Excerpted text –
--- start ---
This is me with Wang Laoshi, head of the fantastic team of second-year teachers -- a strong and wonderful woman (see post below about teachers) whose tough exterior and commanding classroom presence mask an interior of kindness and motherly love for all of her students... every single one. Wang Laoshi, we love you!!

This is a picture of me with Mi Chaoyang (my friend Ned from Yale) and Kai (my friend from Harvard). Ned and I did our skit for the midterm together... he played Bachelor Number One in Beijing Tanlian'ai de Bisai (Beijing's Dating Contest). Fun times. Kai will be living in Mather next year, and, it turns out, has been family friends with my roomate Jenn and her family since he was little!! Is it a small world or what?!?

Okay, let's talk for a minute about how much I love Hao Laoshi. (It's a whole lot.) She was one of our xiao ban ke teachers, and one of the warmest, sweetest, friendliest people I think I've ever met. She was one of the uncontested favorites among the students, loved not only for her cheery manner and sometimes un-pc jokes but (especially in my case) for her willingness to teach us the way we want to be taught. This is not to be drilled over and over again, to memorize and recite text without understanding how or why to use the new vocabulary, grammar patterns, and idioms we studied, but rather to ask questions and have them answered thoughtfully and thoroughly. Hao Laoshi did all of these things, although her temerity in doing so was unmatched by the other teachers, all of whom were instructed to drill students without stopping for questions. Her internal battle was great -- after one particularly grueling xiao ban ke in which myself and three other students had almost unlimited questions and tangential queries about new vocabulary, she seemed almost unable to accept my thanking her after class. "Oh, He Kaili," she cried, tears in her eyes, and gave me a huge hug, explaining how much she wanted to be able to stop and explain things to us but how strictly she had been counseled not to do so. "If you have questions, during other teacher's classes, write them down, and you can ask me after class.... I am so happy to answer students' questions, but I just can't always do it during class, but I would love to help you any free time you have, just let me know...." She understands better than any other teacher the way American students think and learn, and the comeraderie with and loyalty of her students is simply unmatched. I love Hao Laoshi!!


Xiang Shan Park

After class ended on Friday, a funny sort of feeling permeated the dorm as we all headed back to our rooms to drop our stuff and freshen up for the afternoon, realizing with some astonishment that for many of us, this Friday marked the beginning of our last real weekend in China, and there was still so much left to see. I thumbed through the green binder of Let's Go: China photocopies Kevin left me when he went back to the states, making a mental checklist of places to see, their opening and closing times, their proximity to Beiyu and their ticket prices. Wandering down the hall, I was unsuccessful in my attempts to find people to accompany me to Gu Gong but decided instead, after much debating and some interesting on-the-fly translations of travel guide books (as we all tried to talk to each other in Chinese about the recommendations our English-language copies of Frommer's, Lonely Planet, and Let's Go gave us) to make a trip to Xiang Shan Gongyuan.
--- end ---
Given records –
--- start ---
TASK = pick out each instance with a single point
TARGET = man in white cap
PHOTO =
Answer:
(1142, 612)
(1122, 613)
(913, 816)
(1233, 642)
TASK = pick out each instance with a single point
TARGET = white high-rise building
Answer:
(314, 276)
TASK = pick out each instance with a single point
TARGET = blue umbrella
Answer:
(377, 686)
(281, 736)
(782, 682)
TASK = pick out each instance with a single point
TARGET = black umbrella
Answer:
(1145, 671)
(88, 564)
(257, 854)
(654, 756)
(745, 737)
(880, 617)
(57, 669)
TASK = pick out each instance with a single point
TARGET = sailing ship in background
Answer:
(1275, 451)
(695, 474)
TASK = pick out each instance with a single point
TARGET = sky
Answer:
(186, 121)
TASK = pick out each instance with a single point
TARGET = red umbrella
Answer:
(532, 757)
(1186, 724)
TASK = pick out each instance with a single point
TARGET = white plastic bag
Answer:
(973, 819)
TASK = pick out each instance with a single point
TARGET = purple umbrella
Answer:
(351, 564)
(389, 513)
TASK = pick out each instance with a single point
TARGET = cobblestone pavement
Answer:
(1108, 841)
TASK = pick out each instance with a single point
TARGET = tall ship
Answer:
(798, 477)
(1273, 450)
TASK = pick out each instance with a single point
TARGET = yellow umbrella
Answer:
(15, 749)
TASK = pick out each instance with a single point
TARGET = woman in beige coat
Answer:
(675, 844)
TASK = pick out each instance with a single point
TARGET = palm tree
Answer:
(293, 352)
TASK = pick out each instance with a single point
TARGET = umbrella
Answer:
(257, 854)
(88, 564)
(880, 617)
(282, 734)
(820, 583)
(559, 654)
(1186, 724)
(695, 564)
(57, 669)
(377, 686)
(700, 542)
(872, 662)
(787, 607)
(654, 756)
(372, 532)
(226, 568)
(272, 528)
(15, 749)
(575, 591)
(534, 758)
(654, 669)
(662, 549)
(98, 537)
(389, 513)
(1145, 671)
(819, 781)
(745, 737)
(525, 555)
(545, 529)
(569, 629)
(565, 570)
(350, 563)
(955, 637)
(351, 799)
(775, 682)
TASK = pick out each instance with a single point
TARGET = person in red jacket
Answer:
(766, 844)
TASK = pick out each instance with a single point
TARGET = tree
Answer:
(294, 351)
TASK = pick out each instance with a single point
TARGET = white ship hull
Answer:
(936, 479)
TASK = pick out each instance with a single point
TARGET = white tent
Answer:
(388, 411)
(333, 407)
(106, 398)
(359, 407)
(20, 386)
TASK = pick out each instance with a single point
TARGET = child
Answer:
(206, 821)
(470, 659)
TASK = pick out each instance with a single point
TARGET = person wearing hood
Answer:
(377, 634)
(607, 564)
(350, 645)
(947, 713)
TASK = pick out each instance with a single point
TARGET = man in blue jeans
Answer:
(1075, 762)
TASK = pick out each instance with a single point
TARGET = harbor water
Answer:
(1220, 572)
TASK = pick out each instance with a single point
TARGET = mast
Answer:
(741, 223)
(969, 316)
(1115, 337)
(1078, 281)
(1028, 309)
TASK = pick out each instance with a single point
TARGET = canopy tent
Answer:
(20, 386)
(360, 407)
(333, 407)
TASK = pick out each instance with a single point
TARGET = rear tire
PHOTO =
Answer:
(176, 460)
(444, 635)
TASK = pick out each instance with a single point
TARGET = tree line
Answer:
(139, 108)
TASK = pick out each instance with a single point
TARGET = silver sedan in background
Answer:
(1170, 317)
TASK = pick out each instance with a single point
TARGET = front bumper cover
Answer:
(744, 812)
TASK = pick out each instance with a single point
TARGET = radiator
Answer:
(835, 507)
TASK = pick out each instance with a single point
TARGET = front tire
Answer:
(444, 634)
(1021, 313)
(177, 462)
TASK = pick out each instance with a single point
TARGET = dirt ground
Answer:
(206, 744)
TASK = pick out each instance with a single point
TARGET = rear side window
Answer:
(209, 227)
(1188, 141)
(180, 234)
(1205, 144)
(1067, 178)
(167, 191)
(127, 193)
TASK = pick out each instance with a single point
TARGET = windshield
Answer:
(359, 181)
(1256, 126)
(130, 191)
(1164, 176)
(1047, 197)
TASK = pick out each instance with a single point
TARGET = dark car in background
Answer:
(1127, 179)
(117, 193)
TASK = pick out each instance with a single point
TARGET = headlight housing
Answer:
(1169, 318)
--- end ---
Prompt – Extend the blog post about studying in Beijing by writing what comes next after its final sentence.

Result of the exercise –
Xiangshan Park, which used to be called Jingyi (Tranquillity) Park in ancient times,is located in the southern side of the Temple of the Azure clouds at the foot of the Western Hills, northwest suburbs of Beijing. The park actually used to be an imperial retreat and hunting ground, but is today a wide, peaceful, mountainous park, laced with footpaths and mountain trails, dotted with shady pavilions and small temples. The park's name means "Fragrant Hills" (Mom: Tai Shan's "Shan," which means mountain, and Mei Xiang's "Xiang" which means fragrant or fragrance. Yay for Chinese language!)

So on Friday at about 3 in the afternoon, Xiao Bai (Casey), Gu Mei'an (Marion), Kong Manlan (Margaret) and I all headed out to the Wudaokou bus station to try to catch the 331 to the 792 to Xiang Shan Gong Yuan. It was a long trip, but we made it there eventually, to be greeted by a very typical sign informing us about the park. (Note the excessive use of glorfying adjectives and slight errors in word order. I left out the bits where the sign brags about how the Chinese government has decreed this site one of national cultural value, but those are usually there as well):

"It is a mountain forest park, which utilizes the natural environment with artificial embellishment. Every pavilion, terrace, tower, pagoda, hall, loft, hill stone is made suitable for the requirement of natural scenery. Beautiful environment of the nature and various buildings at different layers are made in accordance with each other beauty, appearing in very harmonious grace."

Anyway, this park was first built in 1186 in the Jin Dynasty and later extended to a slightly larger scale in the Yuan and Ming dynasties. In 1745, the emperor of the time (Emperor Qianlong, if you're into Chinese history) ordered the addition of many new halls, pavilions and gardens and gave it a new name, Jingyi Garden (Garden of Tranquility and Pleasure). Unfortunately, in 1860 and 1900 after Yihe Yuan (the Summer Palace) and Yuanming Yuan (the Old Summer Palace) were set on fire, lots of relics in Xiang Shan were damaged by foreign troops. Since 1949, after more than fifty years of restoration and development by Chinese government, "Fragrant Hills Park" has been recognized as one of the ten most famous parks in Beijing and is finally a site worth visiting again, though I'm sure it will never recapture the glamour and scale it had before the pillaging and destruction of the foreign troops.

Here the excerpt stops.